── EXTRACTED ENTRIES ──
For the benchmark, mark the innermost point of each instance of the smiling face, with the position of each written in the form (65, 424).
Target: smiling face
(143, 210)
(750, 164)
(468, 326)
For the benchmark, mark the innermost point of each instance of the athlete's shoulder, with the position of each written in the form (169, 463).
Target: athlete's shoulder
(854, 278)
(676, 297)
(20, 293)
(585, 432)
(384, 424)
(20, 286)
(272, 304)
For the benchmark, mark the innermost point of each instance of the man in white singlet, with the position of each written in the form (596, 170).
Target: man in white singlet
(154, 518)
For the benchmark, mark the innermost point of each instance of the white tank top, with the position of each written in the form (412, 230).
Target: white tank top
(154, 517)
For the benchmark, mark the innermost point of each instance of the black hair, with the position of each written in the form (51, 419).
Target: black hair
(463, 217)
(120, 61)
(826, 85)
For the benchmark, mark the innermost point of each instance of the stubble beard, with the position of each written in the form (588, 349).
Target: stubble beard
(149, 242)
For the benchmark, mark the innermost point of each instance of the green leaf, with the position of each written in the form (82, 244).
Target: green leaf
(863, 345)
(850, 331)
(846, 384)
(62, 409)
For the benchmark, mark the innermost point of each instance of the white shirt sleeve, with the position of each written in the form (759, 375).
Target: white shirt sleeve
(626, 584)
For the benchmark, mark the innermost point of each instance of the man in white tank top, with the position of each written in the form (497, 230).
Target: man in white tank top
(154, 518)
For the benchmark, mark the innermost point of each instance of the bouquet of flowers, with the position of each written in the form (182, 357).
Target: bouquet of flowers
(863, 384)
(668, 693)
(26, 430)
───
> _THE PROBLEM_: Copy out, unchanged, the section of the listing that begins with the line containing "form (596, 170)." and continues to the end of the listing, both ends included.

> _FINISHED TASK_:
For the benchmark, mark the innermost point of each instance of the man in white singlet, with the position of each written in the form (596, 170).
Target: man in white singlet
(154, 518)
For the benchmark, mark the innermost point of each instance of the white tank top, with the position of each written in the form (412, 230).
Target: white tank top
(154, 517)
For the benchmark, mark the innermost point of each instance of the black hair, with the position of each written in the form (51, 419).
Target: black hair
(463, 217)
(120, 61)
(826, 85)
For the benchmark, mark the innermost point of each instance of the stubble beard, with the position of each written in the form (588, 349).
Target: stubble beard
(149, 242)
For the benchmark, mark the innermost point of each instance of the green leaf, with the position of each written in the form (82, 244).
Target: green leaf
(863, 345)
(850, 331)
(846, 384)
(62, 409)
For the benchmark, mark the innermost point of each instance of the white shirt sleeve, with the position of each written in the form (759, 375).
Target: white shirt sleeve
(626, 584)
For the benchmark, mark the innermost point of each instance of the man in white tank top, with the position of each written in the form (497, 230).
Target: man in white tank top
(154, 518)
For the benchmark, mark the innermost point of each instance of the bouquet of flowers, with the position of each written in the form (182, 357).
Target: bouquet of flowers
(863, 384)
(668, 693)
(26, 430)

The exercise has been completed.